• Task objective: Return each line of the listing that has the word "GeoJSON" in it.

Supplied records START

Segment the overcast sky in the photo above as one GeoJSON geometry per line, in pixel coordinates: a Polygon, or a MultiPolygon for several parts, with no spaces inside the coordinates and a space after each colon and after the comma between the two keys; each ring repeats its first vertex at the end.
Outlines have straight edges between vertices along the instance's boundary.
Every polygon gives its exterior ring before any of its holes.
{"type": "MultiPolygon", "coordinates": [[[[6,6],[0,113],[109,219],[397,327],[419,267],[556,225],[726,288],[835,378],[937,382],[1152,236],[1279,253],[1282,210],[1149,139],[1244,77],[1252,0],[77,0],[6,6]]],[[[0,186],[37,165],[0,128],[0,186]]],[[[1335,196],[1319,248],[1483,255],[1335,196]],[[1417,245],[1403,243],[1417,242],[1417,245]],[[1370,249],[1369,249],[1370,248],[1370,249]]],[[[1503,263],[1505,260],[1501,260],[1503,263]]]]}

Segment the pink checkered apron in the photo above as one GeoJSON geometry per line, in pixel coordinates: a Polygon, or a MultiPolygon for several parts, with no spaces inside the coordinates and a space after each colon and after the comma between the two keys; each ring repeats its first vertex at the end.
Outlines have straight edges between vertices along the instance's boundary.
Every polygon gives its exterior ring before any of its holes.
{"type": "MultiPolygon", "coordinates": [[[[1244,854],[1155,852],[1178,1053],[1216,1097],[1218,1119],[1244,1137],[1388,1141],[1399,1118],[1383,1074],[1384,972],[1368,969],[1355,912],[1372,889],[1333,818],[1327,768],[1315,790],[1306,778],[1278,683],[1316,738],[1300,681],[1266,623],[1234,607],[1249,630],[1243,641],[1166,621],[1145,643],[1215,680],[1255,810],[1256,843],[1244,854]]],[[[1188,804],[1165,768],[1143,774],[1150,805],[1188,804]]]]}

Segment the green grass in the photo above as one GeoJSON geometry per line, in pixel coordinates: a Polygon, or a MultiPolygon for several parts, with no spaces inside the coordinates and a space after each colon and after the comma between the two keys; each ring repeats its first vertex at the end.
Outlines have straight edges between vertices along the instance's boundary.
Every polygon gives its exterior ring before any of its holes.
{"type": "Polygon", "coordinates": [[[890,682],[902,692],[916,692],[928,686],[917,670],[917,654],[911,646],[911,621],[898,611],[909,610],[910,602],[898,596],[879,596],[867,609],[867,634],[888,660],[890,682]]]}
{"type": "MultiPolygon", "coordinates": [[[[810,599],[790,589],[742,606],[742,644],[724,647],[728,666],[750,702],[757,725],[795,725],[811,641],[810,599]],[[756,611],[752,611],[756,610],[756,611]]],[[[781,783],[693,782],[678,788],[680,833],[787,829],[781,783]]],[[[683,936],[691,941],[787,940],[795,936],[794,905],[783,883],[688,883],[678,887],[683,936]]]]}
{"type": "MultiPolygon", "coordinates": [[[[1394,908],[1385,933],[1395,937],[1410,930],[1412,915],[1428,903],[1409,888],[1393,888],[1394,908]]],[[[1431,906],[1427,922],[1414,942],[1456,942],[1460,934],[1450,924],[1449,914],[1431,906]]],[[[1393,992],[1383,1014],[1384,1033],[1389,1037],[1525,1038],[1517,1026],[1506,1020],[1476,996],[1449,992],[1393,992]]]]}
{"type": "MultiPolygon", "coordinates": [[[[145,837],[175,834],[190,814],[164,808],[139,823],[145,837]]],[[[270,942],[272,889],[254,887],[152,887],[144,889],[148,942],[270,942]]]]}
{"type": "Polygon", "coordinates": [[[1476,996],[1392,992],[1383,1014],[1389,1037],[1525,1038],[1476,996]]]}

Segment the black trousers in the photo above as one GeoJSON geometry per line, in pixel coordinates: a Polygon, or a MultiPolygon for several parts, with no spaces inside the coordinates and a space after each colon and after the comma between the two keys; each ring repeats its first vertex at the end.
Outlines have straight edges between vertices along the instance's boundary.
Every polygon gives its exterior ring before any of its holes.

Supplied records END

• Task result:
Segment the overcast sky in the photo above as one GeoJSON geometry per line, in pixel coordinates: a Polygon, or a MultiPolygon for several parts, with no spaces inside the coordinates and a space after each colon and after the comma between the two keys; each ring repeats its first vertex at the end.
Segment the pink checkered apron in the photo above as one GeoJSON geometry per line, in pixel coordinates: a Polygon, or a MultiPolygon for several parts, with no spaces inside the coordinates and a space after each colon and after the comma between the two keys; each ring repeats its first vertex at the end.
Segment the green grass in the photo above as one GeoJSON geometry per line, in pixel coordinates: a Polygon, or a MultiPolygon for several parts, with no spaces inside the coordinates and a space after each colon and after the comma between the two keys; each ring repeats its first vertex at the end.
Segment the black trousers in the photo above as one GeoJSON geometry per line, in pixel coordinates: a Polygon, or a MultiPolygon for several parts, with no spaces inside the coordinates and a space after each colon and after the comma between the two keys; each ring repeats its first vertex at the end.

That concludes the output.